(Saved entries)
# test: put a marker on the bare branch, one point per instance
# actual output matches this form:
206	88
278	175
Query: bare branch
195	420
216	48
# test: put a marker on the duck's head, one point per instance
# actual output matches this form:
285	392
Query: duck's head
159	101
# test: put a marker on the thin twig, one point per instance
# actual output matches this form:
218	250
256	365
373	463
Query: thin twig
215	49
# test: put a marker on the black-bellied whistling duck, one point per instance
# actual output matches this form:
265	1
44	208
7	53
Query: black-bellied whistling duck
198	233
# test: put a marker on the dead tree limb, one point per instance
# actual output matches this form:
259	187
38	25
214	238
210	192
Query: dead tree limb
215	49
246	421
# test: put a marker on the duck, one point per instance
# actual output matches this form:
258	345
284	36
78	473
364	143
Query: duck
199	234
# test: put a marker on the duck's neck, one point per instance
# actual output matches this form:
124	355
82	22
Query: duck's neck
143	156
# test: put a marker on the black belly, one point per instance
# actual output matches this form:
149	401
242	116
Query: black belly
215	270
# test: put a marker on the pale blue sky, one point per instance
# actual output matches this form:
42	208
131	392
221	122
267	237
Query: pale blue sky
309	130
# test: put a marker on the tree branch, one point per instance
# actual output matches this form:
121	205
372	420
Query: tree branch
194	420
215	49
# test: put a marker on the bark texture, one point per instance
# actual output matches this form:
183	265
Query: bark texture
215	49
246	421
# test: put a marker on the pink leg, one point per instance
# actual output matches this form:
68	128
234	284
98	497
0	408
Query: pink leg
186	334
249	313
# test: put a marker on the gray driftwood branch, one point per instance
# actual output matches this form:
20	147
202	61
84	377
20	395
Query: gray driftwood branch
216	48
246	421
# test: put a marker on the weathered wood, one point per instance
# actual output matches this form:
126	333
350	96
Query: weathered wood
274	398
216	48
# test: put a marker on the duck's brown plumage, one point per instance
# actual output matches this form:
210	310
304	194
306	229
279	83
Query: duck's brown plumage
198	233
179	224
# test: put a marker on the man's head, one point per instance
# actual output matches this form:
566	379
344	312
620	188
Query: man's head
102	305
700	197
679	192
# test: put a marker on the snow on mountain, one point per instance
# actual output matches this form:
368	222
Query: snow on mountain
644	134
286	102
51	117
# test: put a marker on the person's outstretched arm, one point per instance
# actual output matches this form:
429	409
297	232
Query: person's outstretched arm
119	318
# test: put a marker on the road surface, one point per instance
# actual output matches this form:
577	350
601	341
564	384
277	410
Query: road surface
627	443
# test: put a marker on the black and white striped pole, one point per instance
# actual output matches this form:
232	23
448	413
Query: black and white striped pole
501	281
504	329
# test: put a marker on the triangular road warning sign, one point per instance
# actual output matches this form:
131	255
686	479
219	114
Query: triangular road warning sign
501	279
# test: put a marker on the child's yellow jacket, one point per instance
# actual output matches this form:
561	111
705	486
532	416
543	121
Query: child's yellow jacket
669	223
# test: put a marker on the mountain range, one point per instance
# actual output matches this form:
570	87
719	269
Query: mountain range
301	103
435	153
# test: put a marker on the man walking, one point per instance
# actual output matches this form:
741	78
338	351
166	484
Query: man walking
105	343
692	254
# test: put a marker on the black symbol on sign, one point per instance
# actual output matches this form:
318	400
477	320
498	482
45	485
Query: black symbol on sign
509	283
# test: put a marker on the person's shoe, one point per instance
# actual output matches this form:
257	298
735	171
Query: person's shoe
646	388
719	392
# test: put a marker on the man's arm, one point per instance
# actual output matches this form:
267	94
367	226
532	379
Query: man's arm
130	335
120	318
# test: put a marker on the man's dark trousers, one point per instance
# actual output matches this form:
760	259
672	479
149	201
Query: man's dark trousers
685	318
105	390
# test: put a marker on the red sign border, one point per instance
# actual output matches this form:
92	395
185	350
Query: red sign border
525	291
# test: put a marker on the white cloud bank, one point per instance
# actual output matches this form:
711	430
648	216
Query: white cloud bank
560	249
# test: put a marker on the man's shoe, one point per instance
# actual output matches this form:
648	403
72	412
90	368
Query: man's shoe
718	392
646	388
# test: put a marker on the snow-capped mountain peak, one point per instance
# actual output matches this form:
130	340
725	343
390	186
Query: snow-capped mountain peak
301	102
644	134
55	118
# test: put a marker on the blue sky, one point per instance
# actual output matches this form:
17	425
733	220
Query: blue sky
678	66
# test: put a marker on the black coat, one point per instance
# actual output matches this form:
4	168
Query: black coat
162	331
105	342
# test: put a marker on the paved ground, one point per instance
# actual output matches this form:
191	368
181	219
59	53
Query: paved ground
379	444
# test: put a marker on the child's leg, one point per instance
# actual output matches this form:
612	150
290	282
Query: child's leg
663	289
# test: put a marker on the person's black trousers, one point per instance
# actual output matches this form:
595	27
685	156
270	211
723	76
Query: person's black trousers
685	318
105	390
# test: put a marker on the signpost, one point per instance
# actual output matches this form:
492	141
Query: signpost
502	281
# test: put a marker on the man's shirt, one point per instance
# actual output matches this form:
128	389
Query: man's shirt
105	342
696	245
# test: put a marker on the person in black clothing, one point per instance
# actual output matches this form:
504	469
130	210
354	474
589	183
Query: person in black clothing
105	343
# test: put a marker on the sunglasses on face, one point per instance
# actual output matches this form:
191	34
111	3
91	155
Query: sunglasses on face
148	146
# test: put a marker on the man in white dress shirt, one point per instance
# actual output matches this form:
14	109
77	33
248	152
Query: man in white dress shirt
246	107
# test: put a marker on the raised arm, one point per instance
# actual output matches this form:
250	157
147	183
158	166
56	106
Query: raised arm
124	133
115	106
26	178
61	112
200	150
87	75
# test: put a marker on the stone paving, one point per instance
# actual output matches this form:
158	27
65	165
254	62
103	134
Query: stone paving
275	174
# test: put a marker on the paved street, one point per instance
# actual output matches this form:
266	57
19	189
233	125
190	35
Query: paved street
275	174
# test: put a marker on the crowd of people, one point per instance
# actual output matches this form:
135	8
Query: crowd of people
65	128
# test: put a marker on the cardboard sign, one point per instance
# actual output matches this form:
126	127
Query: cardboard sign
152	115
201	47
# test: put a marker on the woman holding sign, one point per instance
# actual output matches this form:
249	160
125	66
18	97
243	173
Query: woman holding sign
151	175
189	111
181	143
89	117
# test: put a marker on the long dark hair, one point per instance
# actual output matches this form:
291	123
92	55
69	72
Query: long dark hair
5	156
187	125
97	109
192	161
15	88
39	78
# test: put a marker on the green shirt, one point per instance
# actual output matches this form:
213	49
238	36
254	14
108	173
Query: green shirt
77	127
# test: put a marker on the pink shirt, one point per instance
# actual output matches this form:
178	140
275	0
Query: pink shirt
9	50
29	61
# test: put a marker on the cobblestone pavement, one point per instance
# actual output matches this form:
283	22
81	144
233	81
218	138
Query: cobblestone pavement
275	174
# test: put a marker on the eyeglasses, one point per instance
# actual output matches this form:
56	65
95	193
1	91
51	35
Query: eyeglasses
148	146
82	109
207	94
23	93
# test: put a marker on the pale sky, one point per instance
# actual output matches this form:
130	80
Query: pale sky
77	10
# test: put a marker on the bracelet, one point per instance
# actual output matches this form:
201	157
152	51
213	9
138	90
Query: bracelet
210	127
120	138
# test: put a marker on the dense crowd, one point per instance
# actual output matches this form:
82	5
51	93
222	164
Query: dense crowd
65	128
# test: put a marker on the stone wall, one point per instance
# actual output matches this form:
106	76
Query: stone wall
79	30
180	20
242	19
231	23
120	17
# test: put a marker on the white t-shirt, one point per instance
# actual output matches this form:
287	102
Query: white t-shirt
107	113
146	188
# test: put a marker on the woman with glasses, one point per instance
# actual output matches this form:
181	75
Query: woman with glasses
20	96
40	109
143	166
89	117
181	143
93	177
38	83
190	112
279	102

REQUEST:
Express the lines of the records as a JSON list of strings, one string per line, with blank lines omitted, starting at the line containing "# test: put a marker on the stone wall, one" and continuing through the end of the records.

THE RESPONSE:
[
  "# test: put a marker on the stone wall, one point per instance",
  "# actual output matches this form:",
  "106\t76",
  "Query: stone wall",
  "79\t30",
  "180\t20",
  "242\t19",
  "231\t23",
  "120\t17",
  "# test: put a marker on the white t-shirt, one point per instance",
  "# actual output matches this form:",
  "287\t102",
  "Query: white t-shirt",
  "107\t113",
  "146\t188",
  "# test: put a marker on the woman with glasses, one point per instance",
  "# actual output matches this form:",
  "181\t75",
  "Query: woman with glasses",
  "20\t96",
  "40\t109",
  "143\t166",
  "89\t117",
  "181\t143",
  "93\t177",
  "38\t83",
  "190\t112",
  "279\t102"
]